■ Görev tanımı
Aşağıdaki müzik yazısında Avrupa ve Amerika gençliğine ait olarak adı geçen bütün müzik türlerini sıralayın.

■ Verilen metin

──────────

Bu günkü yazımı bir müzik yarışması için yazmayı düşündüm. Bilmem siz nasıl uygun görürsünüz? Ama ben bu yarışmaya katılan gençlerin kendi öz müziğimiz ve şarkılarımız türkülerimiz dururken yabancı dilde şarkı çığırmak üstelik bu icraatı birde kendini parçalayarak yapmasına tahammül etmek mümkün mü?       Şimdi ben soruyorum: Bizler ulus olarak milli değerlerimize ne kadar sahip çıkabiliyoruz hiç düşündünüz mü?     

 Hemen, hemen bütün dünya milletleri milli birlik ve beraberliklerine sımsıkı sarılmışken biz neden milli benliğimize ve milli bütünlüğümüze sahip çıkamıyoruz? Yıllarca Amerika bu ülkeyi sinema filmleri, coca cola ile bizleri sömürmedi mi? Üstelik coca cola’nın hammaddesi olan Meyan kökünü ülkemizden elde edip işleyerek, kat ve kat paralar ile bize satarak bu ülkeyi bir sömürü diyarı olarak görmedi mi?      Gelelim bizim asıl konumuz olan Kültürümüzün zenginliklerine: Gerek yöresel halk oyunlarına, türkülerine deyişlerine ve âşıklarımızın atışmalarına, ruhumuzu dinlendiren İlahilerimize, Bazlamalarımıza ve zengin bir kültüre sahip folklorumuza sahip olan ülkemiz de ki aymazlar, bakın nasıl bir yozlaşma örneği sergiliyor. Söyledikleri şarkılar ile kültürümüzü hiçe sayarak yabancı çığırtkanlığı yapmanın ne kadar yanlış ve hatalı olduğunu acaba hiç analiz yapmışlar mı diye düşünmemek elde değil!      Ülkemizde yabancı müzik yapan ve ya icra edenler, çanak yalayıcılar, medeniyet diye bize Avrupa’nın ve Amerika’nın kokuşmuş gençliğinin HEAVY-METAL, ROCK, POP, HİP-HOP gibi ne söyledikleri belli olmayan, kızgın katır gibi tepişip kitleleri çıldırtan o anlamsız müziklerin ve dansların adeta tiryakisi olmuşlar.      Oysaki açık ve net bir dille söylemek gerekirse: “Milli benlik bağlamanın tellerindedir!” Ayrıca bizim Tasavvuf ve Türk Sanat müziğimiz de bu zengin dağarcığımızın içinde yer alır.

──────────

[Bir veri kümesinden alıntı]
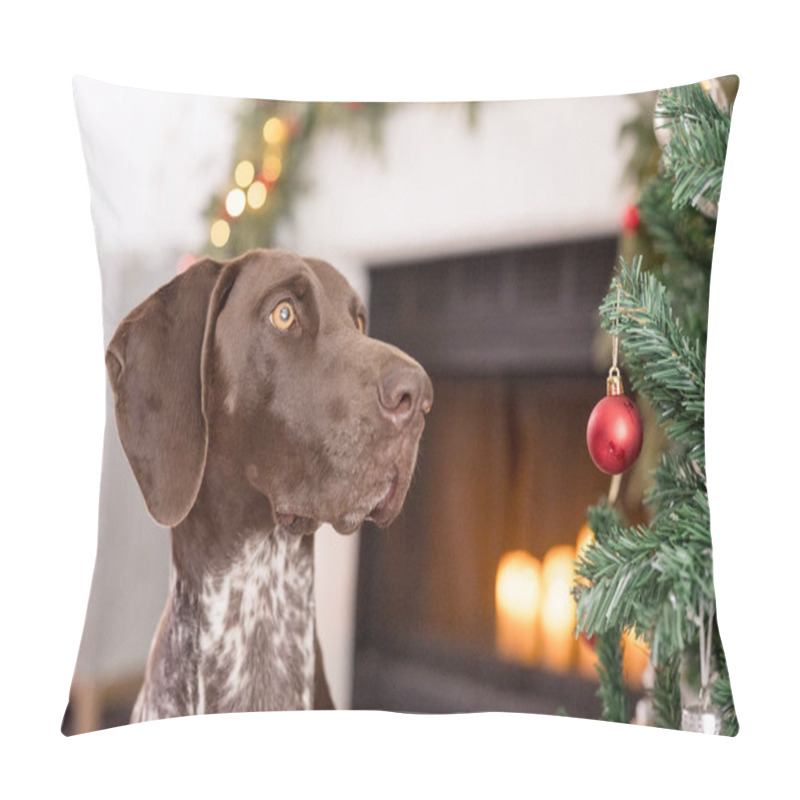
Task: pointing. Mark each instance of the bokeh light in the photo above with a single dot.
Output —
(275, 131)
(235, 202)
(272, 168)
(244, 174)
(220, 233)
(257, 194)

──────────

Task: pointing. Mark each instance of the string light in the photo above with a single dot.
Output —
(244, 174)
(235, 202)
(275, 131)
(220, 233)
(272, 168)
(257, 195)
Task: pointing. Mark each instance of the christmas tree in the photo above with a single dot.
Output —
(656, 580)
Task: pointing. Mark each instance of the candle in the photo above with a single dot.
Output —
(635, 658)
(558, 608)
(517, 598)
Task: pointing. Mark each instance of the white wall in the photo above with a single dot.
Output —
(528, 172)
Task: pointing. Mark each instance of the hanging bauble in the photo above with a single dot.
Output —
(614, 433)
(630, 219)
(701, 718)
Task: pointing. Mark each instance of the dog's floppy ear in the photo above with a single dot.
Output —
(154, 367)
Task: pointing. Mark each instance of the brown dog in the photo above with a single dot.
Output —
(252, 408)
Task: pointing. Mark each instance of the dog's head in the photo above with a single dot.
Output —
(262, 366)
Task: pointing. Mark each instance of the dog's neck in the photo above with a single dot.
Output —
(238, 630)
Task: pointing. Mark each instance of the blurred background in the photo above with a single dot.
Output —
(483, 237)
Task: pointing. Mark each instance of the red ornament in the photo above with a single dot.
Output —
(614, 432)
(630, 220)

──────────

■ Alıştırma sonucu
HEAVY-METAL, ROCK, POP, HİP-HOP